■ Goal of the exercise ■
Bring together every line in the data that includes "ceiling".

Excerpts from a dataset
_ _ _ _ _ _ _
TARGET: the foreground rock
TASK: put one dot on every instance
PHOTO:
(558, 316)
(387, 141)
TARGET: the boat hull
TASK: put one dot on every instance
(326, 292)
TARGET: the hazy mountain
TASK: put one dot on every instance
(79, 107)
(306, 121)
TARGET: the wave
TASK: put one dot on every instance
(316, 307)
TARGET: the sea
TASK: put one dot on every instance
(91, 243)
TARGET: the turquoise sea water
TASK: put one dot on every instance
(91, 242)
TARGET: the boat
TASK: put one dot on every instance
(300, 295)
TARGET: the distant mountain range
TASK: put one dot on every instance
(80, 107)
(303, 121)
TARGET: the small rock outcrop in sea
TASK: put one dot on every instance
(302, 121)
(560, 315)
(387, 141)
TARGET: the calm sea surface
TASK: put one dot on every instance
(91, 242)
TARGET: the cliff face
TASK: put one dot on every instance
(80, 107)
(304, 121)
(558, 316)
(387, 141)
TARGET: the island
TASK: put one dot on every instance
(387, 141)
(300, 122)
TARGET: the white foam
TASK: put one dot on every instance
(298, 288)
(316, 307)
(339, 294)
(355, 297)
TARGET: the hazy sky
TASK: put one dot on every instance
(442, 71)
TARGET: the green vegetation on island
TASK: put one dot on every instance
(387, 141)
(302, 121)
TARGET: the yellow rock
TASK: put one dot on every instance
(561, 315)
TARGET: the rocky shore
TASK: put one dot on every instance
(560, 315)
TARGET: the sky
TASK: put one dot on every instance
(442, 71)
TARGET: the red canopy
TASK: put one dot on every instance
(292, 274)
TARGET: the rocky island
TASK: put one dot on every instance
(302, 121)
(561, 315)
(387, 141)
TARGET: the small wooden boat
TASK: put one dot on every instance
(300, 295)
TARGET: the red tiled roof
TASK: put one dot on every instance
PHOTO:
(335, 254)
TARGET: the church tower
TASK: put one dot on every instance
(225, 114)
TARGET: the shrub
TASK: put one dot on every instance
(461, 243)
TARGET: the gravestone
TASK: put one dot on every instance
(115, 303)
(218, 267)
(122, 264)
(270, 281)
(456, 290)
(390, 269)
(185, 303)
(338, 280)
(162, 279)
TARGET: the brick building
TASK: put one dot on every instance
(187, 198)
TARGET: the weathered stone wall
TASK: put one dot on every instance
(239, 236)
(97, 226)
_ _ _ _ _ _ _
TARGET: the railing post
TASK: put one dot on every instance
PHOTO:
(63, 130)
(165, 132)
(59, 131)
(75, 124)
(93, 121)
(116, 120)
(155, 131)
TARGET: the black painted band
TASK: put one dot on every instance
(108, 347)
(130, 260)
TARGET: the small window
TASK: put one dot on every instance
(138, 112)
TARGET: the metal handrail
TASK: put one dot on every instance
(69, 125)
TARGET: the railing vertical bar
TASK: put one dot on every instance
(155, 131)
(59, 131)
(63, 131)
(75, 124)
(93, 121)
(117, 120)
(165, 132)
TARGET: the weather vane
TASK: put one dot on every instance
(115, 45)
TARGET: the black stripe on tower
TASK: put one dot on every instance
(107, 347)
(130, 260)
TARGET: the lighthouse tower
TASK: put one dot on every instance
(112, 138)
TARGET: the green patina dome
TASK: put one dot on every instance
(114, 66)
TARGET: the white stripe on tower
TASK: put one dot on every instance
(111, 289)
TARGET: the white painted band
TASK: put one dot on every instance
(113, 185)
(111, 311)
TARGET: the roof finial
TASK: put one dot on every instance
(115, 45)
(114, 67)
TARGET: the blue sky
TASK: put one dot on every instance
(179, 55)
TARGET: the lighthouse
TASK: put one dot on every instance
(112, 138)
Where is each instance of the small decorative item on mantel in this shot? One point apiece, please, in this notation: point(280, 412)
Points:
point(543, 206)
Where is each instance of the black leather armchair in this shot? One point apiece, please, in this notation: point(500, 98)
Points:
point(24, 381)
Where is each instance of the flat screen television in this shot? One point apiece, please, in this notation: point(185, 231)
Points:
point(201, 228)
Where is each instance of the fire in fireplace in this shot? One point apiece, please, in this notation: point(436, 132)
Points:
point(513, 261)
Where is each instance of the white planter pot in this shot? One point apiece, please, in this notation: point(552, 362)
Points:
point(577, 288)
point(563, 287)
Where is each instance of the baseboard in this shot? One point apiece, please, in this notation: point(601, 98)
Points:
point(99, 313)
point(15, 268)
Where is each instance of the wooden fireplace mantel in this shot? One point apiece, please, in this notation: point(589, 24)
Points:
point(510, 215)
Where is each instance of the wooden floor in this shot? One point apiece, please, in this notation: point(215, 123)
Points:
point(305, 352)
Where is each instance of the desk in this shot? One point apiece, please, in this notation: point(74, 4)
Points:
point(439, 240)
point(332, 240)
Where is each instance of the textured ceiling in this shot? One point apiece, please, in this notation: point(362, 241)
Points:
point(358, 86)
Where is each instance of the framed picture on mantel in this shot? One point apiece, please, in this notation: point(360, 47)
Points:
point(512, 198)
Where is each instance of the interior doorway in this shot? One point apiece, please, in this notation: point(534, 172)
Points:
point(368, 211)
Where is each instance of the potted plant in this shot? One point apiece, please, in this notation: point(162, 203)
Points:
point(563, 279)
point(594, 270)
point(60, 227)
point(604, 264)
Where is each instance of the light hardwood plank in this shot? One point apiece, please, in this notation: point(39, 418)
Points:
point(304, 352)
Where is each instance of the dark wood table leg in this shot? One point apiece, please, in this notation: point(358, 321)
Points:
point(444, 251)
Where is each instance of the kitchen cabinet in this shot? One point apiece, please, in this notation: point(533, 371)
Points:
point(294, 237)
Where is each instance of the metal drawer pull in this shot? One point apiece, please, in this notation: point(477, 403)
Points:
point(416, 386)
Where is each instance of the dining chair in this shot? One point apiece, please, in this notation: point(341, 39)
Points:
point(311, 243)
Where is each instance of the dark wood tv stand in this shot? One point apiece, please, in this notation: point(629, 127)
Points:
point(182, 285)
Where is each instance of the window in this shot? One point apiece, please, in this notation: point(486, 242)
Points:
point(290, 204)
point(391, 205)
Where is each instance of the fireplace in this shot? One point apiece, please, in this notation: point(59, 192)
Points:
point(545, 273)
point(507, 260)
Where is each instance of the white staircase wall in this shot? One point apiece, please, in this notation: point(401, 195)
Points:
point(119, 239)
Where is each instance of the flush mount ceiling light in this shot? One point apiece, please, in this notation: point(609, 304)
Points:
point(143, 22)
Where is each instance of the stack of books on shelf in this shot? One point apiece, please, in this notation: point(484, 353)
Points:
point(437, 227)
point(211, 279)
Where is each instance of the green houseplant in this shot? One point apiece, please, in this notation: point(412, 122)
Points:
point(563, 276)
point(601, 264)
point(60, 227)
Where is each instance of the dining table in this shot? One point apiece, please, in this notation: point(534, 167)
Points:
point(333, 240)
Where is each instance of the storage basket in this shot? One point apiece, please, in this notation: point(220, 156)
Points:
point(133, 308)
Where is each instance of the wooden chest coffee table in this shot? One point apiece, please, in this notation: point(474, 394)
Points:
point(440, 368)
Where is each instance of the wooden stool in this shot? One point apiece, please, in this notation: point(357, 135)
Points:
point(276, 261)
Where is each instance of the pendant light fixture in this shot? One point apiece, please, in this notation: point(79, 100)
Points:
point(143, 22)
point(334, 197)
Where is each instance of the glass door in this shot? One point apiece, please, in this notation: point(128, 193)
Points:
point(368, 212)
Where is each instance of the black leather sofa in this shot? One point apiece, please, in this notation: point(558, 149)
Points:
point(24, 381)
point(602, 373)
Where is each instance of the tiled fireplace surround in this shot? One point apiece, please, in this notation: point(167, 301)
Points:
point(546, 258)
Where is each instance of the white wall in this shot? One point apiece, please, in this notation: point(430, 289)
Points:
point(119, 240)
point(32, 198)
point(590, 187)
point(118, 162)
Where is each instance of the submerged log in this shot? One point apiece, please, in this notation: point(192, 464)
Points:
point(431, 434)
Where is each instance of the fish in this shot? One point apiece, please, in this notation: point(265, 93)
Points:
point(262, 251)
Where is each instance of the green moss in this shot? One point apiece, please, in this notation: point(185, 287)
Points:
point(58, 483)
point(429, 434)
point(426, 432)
_ _ _ _ _ _ _
■ Response ■
Where is each instance of the textured ceiling in this shot? One point apiece, please, in this notation: point(362, 241)
Where is each instance of the flush mount ceiling light in this shot? One point apiece, please, in this notation: point(609, 304)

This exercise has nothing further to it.